--- The data Enclosed Below ---

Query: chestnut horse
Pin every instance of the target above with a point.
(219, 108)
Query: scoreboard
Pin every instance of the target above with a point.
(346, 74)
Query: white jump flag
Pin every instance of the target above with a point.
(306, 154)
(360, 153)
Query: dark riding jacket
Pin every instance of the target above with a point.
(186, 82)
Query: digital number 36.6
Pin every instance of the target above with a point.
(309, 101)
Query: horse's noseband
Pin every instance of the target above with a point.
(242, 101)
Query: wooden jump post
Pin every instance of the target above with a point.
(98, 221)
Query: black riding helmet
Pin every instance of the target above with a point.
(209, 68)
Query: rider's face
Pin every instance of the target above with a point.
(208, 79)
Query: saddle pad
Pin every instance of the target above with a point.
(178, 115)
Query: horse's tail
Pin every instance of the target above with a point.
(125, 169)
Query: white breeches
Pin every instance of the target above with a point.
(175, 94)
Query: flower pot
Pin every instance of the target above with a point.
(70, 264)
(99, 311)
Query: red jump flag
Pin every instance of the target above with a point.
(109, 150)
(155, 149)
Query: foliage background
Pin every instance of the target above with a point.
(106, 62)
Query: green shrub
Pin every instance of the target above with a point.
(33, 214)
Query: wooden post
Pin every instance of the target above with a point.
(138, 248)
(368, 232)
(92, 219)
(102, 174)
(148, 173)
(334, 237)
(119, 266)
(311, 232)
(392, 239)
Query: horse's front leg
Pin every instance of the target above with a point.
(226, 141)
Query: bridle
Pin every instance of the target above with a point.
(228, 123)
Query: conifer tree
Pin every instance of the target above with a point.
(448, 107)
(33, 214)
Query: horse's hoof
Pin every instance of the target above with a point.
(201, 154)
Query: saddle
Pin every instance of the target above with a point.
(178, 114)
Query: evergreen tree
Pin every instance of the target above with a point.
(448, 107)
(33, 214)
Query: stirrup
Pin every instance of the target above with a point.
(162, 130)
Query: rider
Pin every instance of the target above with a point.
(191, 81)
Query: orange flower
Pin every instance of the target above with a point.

--- End of Enclosed The data ---

> _Task_: Return, word for word, the lines of the data above from the line with "Query: black riding helmet" through the line with "Query: orange flower", inclusive.

> _Final answer_:
Query: black riding helmet
Pin every instance of the target above with a point.
(209, 68)
Query: rider's face
Pin every instance of the target above with a point.
(208, 79)
Query: saddle pad
Pin every instance of the target above with a point.
(178, 115)
Query: horse's tail
Pin every instance of the target above with a point.
(125, 169)
Query: white breeches
Pin every instance of the target above with a point.
(175, 94)
Query: flower pot
Pin every instance of the target above with a point.
(70, 264)
(99, 311)
Query: red jump flag
Pin every instance of the target above with a point.
(109, 150)
(155, 149)
Query: foliage background
Pin every instance of the target above with a point.
(106, 62)
Query: green shrub
Pin every instance of the target above with a point.
(33, 214)
Query: wooden post
Pin every instance of the target above with a point.
(138, 248)
(368, 232)
(92, 219)
(102, 174)
(148, 173)
(334, 237)
(119, 266)
(311, 232)
(392, 239)
Query: horse's front leg
Pin every instance of the target above with a point.
(226, 141)
Query: bridle
Pin every instance of the target above with a point.
(228, 123)
Query: conifer tree
Pin every instance of the target above with a point.
(448, 107)
(33, 214)
Query: horse's hoof
Pin every instance of the target above with a point.
(201, 154)
Query: saddle
Pin every instance of the target above with a point.
(178, 114)
Query: evergreen tree
Pin every instance of the target above with a point.
(448, 107)
(33, 214)
Query: stirrup
Pin every instance of the target above with a point.
(162, 130)
Query: rider
Pin every instance of the target above with a point.
(191, 81)
Query: orange flower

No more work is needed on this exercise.